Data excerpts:
[Start of section]
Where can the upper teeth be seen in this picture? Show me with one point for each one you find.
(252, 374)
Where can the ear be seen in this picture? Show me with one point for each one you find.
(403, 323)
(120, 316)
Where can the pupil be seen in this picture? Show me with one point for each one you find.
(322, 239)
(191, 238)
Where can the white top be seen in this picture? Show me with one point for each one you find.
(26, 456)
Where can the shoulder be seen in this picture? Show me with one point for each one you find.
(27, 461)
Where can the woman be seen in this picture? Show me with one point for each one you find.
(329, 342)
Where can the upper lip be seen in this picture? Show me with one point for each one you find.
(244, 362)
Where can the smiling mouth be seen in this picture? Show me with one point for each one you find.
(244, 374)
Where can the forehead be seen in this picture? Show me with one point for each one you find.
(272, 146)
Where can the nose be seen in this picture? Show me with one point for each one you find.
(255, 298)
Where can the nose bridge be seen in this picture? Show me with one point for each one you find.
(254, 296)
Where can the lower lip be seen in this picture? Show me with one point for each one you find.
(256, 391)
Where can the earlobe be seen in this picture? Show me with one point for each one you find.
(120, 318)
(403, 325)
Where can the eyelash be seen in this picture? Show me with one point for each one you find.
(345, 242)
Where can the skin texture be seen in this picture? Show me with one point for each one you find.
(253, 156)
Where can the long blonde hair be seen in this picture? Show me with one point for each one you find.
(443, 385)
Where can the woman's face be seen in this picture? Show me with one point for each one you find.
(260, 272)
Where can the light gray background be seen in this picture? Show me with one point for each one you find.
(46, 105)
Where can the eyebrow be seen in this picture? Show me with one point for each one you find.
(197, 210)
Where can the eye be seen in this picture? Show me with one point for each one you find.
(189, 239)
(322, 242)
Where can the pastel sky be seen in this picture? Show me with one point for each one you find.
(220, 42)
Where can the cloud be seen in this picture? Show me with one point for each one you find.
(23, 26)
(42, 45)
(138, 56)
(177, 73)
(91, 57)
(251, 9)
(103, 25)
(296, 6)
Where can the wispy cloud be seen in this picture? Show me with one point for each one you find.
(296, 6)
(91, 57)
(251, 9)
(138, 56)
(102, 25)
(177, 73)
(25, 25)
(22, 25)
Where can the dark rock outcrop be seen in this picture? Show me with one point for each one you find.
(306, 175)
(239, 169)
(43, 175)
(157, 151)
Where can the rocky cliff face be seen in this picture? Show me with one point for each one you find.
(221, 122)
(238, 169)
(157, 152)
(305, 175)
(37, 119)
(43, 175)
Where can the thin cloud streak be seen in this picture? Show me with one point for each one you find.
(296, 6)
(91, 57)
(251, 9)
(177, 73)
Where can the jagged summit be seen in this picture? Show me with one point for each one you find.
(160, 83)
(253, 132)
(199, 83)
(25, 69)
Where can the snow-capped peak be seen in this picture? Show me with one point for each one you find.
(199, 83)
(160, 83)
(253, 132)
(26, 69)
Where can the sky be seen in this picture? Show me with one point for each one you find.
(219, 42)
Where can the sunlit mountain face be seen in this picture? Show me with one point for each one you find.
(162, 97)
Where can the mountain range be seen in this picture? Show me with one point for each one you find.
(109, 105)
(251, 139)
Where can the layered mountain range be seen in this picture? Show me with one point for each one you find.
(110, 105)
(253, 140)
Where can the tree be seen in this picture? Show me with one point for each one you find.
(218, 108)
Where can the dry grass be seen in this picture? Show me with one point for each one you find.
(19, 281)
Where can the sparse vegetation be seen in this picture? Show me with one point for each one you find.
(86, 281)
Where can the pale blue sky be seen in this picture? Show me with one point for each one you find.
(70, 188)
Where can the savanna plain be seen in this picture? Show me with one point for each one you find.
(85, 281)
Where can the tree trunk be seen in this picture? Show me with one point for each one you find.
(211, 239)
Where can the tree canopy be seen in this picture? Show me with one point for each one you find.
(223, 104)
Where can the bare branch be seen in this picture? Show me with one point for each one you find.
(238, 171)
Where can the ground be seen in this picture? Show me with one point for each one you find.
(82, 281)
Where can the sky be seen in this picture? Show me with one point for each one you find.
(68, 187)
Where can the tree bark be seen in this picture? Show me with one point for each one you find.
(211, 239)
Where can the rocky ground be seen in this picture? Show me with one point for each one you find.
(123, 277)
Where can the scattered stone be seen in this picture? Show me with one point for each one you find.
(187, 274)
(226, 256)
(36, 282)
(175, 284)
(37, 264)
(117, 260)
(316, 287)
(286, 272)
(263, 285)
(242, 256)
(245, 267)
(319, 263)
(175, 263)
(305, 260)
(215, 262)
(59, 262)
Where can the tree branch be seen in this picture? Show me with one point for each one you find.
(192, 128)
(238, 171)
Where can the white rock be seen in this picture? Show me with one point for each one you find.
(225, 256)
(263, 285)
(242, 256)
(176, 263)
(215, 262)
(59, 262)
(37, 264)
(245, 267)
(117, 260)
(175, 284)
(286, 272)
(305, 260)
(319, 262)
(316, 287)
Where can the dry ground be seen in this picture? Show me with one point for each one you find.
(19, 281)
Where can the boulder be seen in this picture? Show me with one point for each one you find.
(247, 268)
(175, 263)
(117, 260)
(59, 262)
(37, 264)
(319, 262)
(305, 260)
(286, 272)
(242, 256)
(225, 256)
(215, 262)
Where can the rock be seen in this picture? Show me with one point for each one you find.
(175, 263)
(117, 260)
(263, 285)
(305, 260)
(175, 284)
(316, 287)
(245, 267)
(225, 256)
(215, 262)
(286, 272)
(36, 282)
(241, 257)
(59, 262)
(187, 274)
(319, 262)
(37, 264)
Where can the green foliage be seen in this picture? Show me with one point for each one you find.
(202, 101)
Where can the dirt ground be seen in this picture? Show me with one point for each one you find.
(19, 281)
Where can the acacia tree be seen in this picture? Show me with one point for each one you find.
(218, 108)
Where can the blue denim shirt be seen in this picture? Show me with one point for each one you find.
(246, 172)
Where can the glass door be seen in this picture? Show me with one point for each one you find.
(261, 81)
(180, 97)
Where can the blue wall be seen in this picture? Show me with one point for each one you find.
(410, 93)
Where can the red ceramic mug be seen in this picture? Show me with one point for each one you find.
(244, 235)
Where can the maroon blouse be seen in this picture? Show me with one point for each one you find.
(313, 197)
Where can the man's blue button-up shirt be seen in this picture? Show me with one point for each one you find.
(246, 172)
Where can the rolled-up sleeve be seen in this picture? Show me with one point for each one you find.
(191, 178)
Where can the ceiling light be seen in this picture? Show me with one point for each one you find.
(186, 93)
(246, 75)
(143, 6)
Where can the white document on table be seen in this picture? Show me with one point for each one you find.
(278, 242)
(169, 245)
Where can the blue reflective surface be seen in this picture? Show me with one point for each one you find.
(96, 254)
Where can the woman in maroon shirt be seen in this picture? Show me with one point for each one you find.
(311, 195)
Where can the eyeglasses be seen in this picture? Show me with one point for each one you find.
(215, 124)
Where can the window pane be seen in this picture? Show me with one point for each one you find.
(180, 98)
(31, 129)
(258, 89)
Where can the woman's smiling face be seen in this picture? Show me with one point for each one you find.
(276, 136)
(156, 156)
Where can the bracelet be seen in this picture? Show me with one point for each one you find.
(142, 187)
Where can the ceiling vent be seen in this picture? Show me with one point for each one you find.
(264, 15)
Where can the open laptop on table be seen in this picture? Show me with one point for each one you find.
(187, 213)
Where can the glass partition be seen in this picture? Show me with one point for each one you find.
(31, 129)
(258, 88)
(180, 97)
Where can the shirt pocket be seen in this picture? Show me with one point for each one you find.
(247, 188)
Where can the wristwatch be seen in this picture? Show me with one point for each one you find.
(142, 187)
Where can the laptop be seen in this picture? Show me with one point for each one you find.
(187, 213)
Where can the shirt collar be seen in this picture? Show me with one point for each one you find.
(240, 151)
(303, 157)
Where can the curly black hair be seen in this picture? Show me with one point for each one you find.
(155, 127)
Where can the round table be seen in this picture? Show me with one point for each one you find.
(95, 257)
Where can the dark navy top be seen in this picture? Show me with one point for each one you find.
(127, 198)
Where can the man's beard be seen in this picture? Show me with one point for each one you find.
[End of section]
Work task: Starting at the line that contains "Where can the round", output every remaining line of the data exactly, and stop after the last one.

Task answer:
Where can the round table be seen in this picture? Show me with one point for each one you find.
(95, 257)
Where can the dark navy top be seen in this picture? Show me with one point for each one you find.
(127, 198)
Where can the man's beard be seen in this picture? Show me with one point for each one you find.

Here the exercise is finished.